## AIM OF THE EXERCISE:
Rewrite every one of the records with "Target" changed to "Label" and nothing else altered. Leave the pictures out of your answer.

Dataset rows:
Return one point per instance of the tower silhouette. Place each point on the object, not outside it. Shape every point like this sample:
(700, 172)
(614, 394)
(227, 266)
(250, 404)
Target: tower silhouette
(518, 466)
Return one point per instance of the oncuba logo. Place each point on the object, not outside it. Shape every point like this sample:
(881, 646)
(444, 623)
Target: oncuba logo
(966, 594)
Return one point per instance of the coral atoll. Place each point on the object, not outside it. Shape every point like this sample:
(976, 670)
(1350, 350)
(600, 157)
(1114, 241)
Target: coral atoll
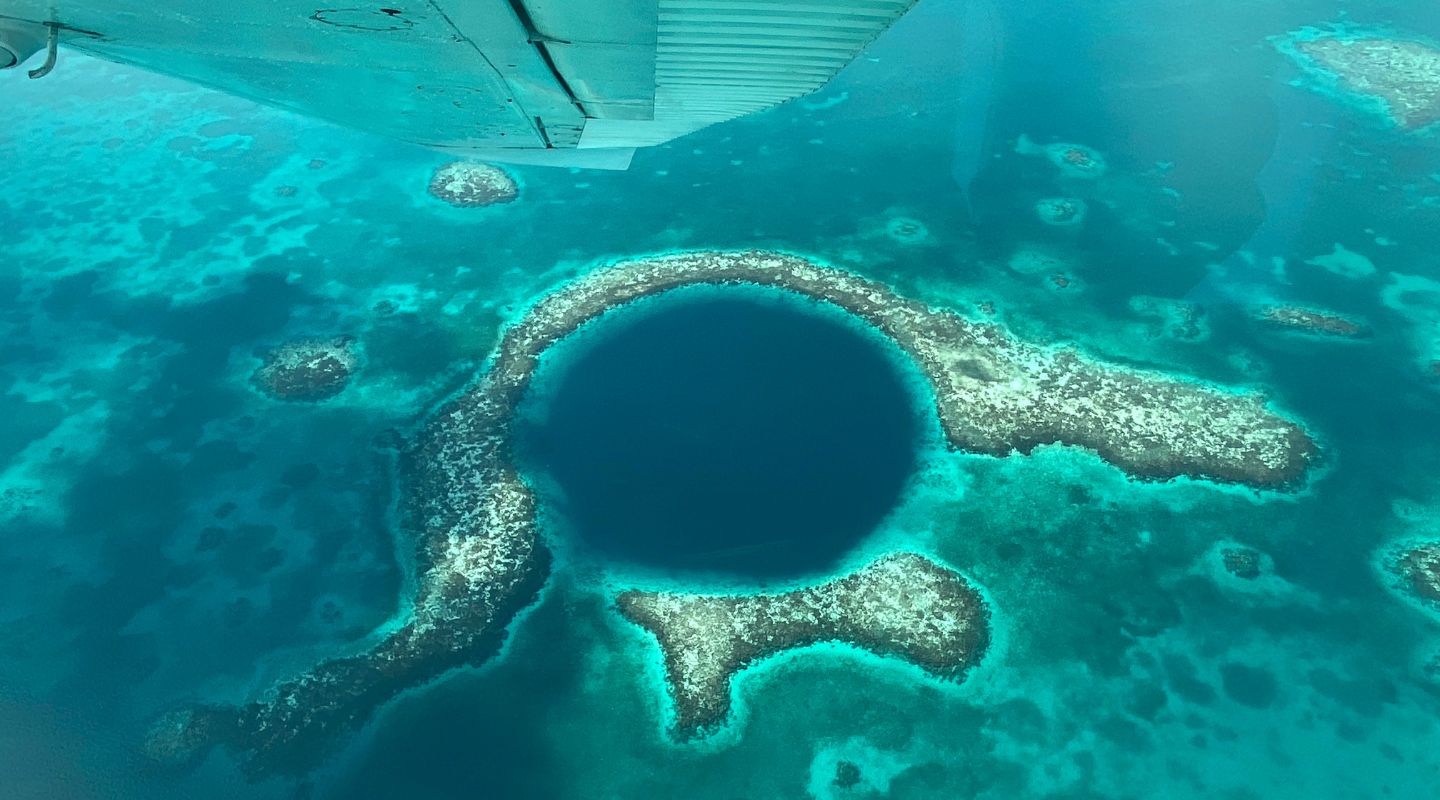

## REPLY TO THE EXERCISE:
Return one point per instance of the tower silhouette. Place each point on the object, not outside it. Shape every point like this sample:
(700, 172)
(614, 394)
(227, 266)
(250, 404)
Label: tower silhouette
(518, 466)
Return one point per instance of the oncuba logo. Place each point on the object, not outside it. Shape every point like this sample:
(881, 646)
(444, 623)
Label: oncuba logo
(966, 594)
Return one point per instance of the coral atoll. Place each point on the object, not outside it. Shape every point like this sample:
(976, 670)
(1350, 350)
(600, 157)
(1114, 241)
Label: coral atoll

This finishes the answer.